## PROBLEM TO WORK ON
From the blog post on air traffic control in the Highlands and Islands, return the passage starting with "Welcome to my" and going on through "is very risky.", copied word for word.

## EXERCISE TEXT
== Segment start ==

Welcome to my Blog

I was the Head of Policy and Public Affairs at UNISON Scotland until my retirement in September 2018. I now work on several policy development projects, so all views are very definitely my own. You can also follow me on Twitter. I hope you find this blog interesting and I would welcome your comments.

Wednesday, 30 September 2020

Air Traffic Control in the Highlands and Islands.

The public procurement of cutting edge technology is risky at the best of times. For a small public sector airport company to embark on such a programme during a pandemic, which is devastating the airline industry, is very risky.

Highlands and Islands Airports Limited (HIAL) are planning to radically change their Air Traffic Management System (ATMS), removing Air Traffic Control operations from several airports in the Highlands and Islands and centralising them in Inverness. Instead of having air traffic controllers on-site, they will be based in Inverness relying on communications technology to manage aeroplane movements.

I was commissioned by the trade union Prospect to undertake a procurement analysis of the proposal, which they have recently published


In this report, I draw attention to the many technology procurement failures in Scotland and the lessons that should be learned. These include sufficient capacity and capability, early stakeholder engagement, over-reliance on suppliers, avoiding optimism bias and cost creep. These are all identifiable concerns in the ATMS programme. 

While there is significant interest worldwide in the use of Remote Towers to deliver air traffic control services, there is limited practical experience using multiple Remote Towers in the way proposed here. A range of concerns have been identified with the operation of Remote Towers including, the breakdown of data transmission systems, cyber-security, weather assessment, impact on human performance and managing the need for ratings for more than one tower in a single shift.

While the proposal will cost more, it will shift employment from fragile island communities, something that was supposed to be addressed by the Islands (S) Act. The programme will take at least £18m of economic benefit from island economies – a proportionate loss to the Glasgow economy would equate to the loss of some 800 jobs. HIAL has only recently appointed consultants to draft an islands assessment, a process which should be undertaken before decisions are made.

All the island local authorities oppose the ATMS programme. As they put it, “HIAL are putting their own priorities and dogma way above the needs of their customers and partners. Taxpayers money is being spent on a needless vanity project. It is utterly unacceptable in this day and age for a publicly funded body to behave in this high handed way’.

The ATMS programme was developed before the COVID-19 pandemic, which has had a massive impact on air travel with a 97% reduction in flights and an estimated £20 billion in lost revenue. Industry analysts all agree that a global recovery in air travel will take many years, if at all given behaviour changes. At the very least, such a significant difference in the operating environment needs to be the subject of a full, transparent, programme review. The Scottish Government should be rethinking their support for the project.

== Segment end ==

Data excerpts
== Segment start ==

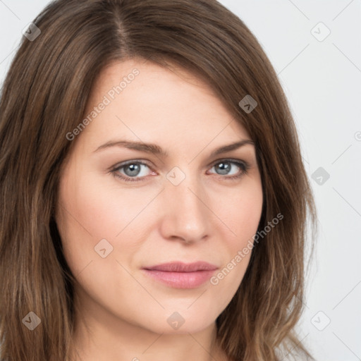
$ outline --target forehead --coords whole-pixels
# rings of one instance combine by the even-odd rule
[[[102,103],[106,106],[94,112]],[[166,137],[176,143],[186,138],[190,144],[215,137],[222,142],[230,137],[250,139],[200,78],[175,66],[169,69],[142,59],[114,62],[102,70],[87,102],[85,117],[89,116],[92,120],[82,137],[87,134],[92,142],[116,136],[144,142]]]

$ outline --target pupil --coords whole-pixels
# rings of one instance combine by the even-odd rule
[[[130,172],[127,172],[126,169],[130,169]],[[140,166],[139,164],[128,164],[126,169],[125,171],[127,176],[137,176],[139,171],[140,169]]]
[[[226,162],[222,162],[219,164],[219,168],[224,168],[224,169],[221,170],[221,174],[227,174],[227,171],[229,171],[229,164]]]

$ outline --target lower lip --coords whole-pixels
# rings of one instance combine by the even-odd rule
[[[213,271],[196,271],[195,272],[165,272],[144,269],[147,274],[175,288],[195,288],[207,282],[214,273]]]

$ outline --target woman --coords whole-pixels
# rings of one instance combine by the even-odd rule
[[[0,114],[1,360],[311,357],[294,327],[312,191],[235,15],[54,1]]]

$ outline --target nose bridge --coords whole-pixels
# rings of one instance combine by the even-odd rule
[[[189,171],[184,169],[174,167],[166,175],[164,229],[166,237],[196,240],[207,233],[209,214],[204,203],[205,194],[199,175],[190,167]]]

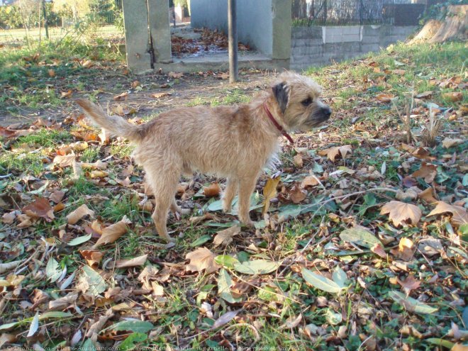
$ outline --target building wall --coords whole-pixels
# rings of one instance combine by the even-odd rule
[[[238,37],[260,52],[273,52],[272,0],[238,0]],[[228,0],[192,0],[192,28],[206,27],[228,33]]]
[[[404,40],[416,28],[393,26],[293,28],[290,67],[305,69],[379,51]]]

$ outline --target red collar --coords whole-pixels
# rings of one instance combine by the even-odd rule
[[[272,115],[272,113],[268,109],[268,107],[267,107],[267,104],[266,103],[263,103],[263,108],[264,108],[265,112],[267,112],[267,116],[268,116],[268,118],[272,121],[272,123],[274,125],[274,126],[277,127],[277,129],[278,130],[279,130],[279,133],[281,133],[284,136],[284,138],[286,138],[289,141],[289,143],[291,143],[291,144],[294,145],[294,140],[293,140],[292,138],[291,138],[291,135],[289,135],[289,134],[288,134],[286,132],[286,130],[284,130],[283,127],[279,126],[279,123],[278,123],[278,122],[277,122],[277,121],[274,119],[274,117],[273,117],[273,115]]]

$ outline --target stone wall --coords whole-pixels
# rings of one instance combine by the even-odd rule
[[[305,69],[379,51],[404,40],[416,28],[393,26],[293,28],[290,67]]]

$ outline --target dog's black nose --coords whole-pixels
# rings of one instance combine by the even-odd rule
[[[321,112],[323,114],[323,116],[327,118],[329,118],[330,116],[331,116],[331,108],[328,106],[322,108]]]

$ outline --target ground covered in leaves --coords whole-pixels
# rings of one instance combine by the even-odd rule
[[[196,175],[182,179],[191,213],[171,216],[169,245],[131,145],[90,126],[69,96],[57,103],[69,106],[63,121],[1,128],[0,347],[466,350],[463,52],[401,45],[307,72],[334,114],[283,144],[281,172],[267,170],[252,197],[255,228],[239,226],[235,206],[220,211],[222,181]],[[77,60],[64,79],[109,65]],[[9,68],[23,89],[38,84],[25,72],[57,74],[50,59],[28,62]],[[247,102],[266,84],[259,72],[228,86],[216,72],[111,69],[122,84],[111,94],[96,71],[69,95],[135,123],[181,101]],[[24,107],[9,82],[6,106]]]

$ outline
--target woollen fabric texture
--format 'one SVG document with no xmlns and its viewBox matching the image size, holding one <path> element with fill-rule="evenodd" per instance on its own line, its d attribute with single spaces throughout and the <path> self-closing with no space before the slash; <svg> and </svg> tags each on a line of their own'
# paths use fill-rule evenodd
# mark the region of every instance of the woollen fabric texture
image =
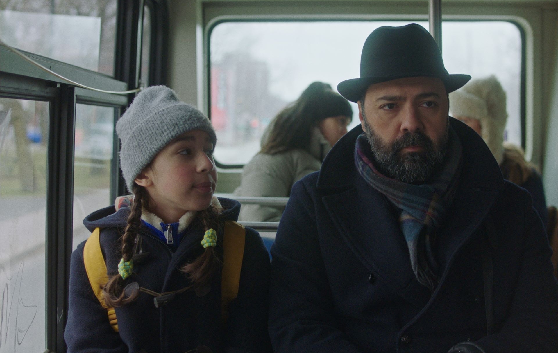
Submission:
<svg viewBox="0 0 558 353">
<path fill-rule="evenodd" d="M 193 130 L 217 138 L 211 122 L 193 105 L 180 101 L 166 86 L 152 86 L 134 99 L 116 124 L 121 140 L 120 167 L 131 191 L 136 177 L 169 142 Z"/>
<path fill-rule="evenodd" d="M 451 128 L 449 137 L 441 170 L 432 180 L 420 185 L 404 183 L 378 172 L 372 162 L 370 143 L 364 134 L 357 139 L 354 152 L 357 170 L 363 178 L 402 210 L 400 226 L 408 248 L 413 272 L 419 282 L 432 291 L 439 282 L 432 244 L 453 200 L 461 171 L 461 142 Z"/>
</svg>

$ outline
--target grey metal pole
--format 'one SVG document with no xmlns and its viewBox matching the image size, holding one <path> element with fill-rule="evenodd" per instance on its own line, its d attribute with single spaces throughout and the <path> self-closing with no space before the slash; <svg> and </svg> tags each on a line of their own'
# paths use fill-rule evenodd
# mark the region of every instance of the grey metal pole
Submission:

== Segment end ==
== Segment start ==

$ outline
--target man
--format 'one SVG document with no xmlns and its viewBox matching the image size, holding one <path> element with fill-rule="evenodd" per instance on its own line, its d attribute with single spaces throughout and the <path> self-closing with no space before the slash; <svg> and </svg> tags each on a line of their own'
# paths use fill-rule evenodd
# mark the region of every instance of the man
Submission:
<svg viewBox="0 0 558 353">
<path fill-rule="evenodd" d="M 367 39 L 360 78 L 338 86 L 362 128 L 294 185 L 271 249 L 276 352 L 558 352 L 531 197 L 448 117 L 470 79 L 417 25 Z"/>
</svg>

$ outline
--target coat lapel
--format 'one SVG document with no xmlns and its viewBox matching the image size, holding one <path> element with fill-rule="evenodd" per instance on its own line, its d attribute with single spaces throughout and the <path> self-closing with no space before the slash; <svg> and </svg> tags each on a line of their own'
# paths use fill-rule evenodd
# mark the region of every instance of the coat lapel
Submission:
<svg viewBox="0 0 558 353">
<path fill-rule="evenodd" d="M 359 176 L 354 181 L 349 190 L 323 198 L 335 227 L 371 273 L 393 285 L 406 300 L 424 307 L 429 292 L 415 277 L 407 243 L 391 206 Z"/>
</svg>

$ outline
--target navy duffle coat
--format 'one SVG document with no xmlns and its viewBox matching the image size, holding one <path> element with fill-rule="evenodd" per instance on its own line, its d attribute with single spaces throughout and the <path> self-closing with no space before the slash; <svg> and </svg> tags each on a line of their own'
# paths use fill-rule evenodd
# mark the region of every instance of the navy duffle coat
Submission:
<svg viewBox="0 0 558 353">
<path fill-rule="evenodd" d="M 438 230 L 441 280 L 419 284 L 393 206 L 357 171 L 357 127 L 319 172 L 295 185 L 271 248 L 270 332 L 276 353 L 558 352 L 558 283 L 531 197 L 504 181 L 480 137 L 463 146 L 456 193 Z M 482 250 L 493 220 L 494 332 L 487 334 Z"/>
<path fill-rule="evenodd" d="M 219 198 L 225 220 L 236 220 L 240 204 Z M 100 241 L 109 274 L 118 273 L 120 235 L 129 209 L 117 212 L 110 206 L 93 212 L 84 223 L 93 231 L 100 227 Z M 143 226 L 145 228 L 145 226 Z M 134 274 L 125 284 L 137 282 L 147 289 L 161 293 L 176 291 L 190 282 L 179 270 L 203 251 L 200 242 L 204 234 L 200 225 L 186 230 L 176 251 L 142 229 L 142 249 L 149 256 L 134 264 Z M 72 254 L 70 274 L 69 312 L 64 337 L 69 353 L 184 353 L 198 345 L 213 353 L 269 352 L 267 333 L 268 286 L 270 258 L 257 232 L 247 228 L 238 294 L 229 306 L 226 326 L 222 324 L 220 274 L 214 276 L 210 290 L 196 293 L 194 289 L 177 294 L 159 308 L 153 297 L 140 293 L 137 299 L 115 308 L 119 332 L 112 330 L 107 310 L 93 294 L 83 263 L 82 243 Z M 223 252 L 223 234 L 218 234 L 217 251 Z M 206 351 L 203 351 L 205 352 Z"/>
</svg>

== Segment end ==

## RESPONSE FOR THIS EXERCISE
Welcome to my Blog

I was the Head of Policy and Public Affairs at UNISON Scotland until my retirement in September 2018. I now work on several policy development projects, so all views are very definitely my own. You can also follow me on Twitter. I hope you find this blog interesting and I would welcome your comments.

Wednesday, 30 September 2020

Air Traffic Control in the Highlands and Islands.

The public procurement of cutting edge technology is risky at the best of times. For a small public sector airport company to embark on such a programme during a pandemic, which is devastating the airline industry, is very risky.